> **Excerpted passage**:
The book is pathbreaking because the author has not taken trite and traditional viewpoints on certain important political developments. The lifting of Moe-e-Muqaddas from the Hazratbal shrine in December 1963 continues to be shrouded in mystery. B.N. In his book My Years with Nehru, Mullick the then intelligence bureau chief, had given ‘an impression that Sheikh Abdullah and his pro-Pakistan supporters had engineered the disturbances. The populist view with most historians based on the theories circulated during the early sixties has been that Bakshi was responsible for the displacement of the relic. The book sufficiently suggests that this “diabolical plan” was conceived by “D.P. Dhar Machiavelli incarnate” with twin purpose one to remove the centrality of the Hazratbal shrine and two to pave for installation of Ghulam Muhammad Sadiq as chief minister of the state. (details on page 99-100).

The book is highly caustic about New Delhi’s attitude towards local bureaucracy and how it thought the local bureaucracy was not ‘conducive to central interest and how it was out to demolish it.’ In an appendix to the book, he brings out in detail the war of attrition between local bureaucracy, which was known as a syndicate and outside bureaucracy known pronounced as indicate and how it spoiled the work culture in the state.

The book is not only about Sheikh Abdullah only but about Abullaha’s of Kashmir. The author has fully understood the family’s psyche and has been this family psyche that has caused the 1975 Indira-Sheikh Accord. ‘Mrs. Gandhi considered Abdullah as a thorn in her flesh. She wanted him to join the national mainstream. Sheikh Abdullah was also tired, and the author hails Syed Mir Qasim then Chief Minister for his qualities and attributes winning over Sheikh Abdullah’s to India. The family played a catalytic role in making Sheikh Abdullah bury the movement for the plebiscite. “Sheikh Abdullah”, writes Ahmed “, Came under tremendous pressure from the family to accept the office once again. For too long, they argued, he had remained in the wilderness, without comfort, power and authority.’ He writes negotiations with Delhi were going on with Sheikh’s family members, and close relations were itching for the authority they would wield on acceptance of Gaddi by Sheikh Abdullah. The book unfolds the drama about the dissolution of the Plebiscite Front, its agreed merger into the Pradesh Congress as part of the deal, and the National Conference’s rebirth. It also tells about Shameem Ahmed Shameem suffering an intrigue for influencing Sheikh to revive the National Conference and preventing him from merging the PF with the Congress.

> **Recorded data**:

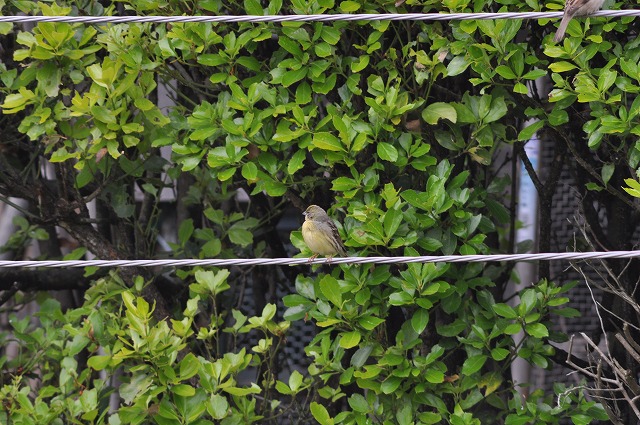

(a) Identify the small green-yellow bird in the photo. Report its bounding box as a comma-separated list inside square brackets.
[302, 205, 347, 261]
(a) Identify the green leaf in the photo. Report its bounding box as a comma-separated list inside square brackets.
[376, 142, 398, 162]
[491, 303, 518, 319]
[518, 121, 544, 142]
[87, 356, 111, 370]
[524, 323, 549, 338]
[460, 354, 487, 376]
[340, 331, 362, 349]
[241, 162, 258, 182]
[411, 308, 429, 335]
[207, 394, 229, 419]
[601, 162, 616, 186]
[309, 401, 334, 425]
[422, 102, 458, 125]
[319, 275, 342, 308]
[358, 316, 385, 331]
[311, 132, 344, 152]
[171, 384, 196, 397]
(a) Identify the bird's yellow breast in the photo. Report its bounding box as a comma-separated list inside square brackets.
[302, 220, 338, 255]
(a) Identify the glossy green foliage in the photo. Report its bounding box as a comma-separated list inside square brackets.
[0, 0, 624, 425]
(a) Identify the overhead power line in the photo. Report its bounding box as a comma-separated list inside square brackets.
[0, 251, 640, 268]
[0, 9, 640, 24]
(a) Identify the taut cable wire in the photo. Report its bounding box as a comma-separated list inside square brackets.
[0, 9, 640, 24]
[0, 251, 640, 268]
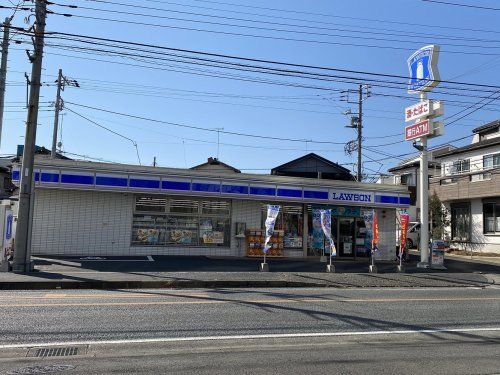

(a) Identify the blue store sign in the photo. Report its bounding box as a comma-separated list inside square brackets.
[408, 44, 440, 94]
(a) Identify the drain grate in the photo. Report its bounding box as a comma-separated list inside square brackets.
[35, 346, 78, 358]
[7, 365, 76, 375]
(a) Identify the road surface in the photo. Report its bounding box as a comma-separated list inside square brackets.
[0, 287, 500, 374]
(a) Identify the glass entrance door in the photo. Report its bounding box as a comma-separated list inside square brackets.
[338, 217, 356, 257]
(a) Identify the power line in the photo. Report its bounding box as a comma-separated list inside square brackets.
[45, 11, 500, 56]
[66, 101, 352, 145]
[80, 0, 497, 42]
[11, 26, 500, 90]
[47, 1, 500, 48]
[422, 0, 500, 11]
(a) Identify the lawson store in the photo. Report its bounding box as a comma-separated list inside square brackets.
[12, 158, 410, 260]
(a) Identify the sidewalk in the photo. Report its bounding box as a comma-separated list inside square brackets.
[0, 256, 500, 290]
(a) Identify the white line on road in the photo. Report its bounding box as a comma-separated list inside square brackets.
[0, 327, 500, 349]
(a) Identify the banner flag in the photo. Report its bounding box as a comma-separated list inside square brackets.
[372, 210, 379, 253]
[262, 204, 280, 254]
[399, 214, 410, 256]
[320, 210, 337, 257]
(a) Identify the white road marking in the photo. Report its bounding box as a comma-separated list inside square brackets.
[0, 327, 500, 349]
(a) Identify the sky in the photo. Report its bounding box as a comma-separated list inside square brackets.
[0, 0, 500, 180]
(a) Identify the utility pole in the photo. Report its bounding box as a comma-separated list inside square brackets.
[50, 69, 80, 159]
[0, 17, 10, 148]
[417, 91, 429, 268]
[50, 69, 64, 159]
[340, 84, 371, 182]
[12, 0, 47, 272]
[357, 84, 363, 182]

* * *

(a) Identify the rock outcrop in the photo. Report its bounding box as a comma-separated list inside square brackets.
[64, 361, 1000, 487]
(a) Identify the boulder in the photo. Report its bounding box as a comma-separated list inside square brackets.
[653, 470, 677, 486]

> **What to do**:
Carry on the book review about Sheikh Abdullah and Kashmir politics, starting right after its last sentence.

> **Reply**:
The author not only writes in detail about the working habits of his boss. Sheikh was hard working even at seventy-five or seventy-three when he assumed office in 1975. He enumerates his good qualities as well as counts his weaknesses. Nonetheless, Ahmad is venomously critical of Sheikh Abdullah’s children, particularly Farooq Abdullah. Exposing Farooq Abdullah’s misdeeds, he writes that his grey matter was less than that of a Dolphin. He has analyzed the family feud that he believes affected his health and ultimately caused his death. The book is informative and unveils many behind the scenes, and is a vital addition to the contemporary history of Kashmir. However, the forte of the book is the chapter titled Last Days. He was remorseful and disillusioned in his last days. ‘”He was all the time pensive and heavily overwhelmed by the weight of his blunders he had committed. He knew the damage had been done, and things were beyond redemption.” Sheikh towards of his life lamented his trusting Nehru and “admitted he had been proved wrong.”

Towards the end of his life, Sheikh was worried about New Delhi’s machinations for changing the state’s demography. The author tells us about the publication of twenty thousand copies of a booklet containing Sheikh Abduallh’s take on the nefarious designs about changing the state’s demography. He also tells how it mysteriously disappeared from the press, leaving behind only two hundred copies. Ghulam Ahmed believes that had he lived longer, he would have died in prison.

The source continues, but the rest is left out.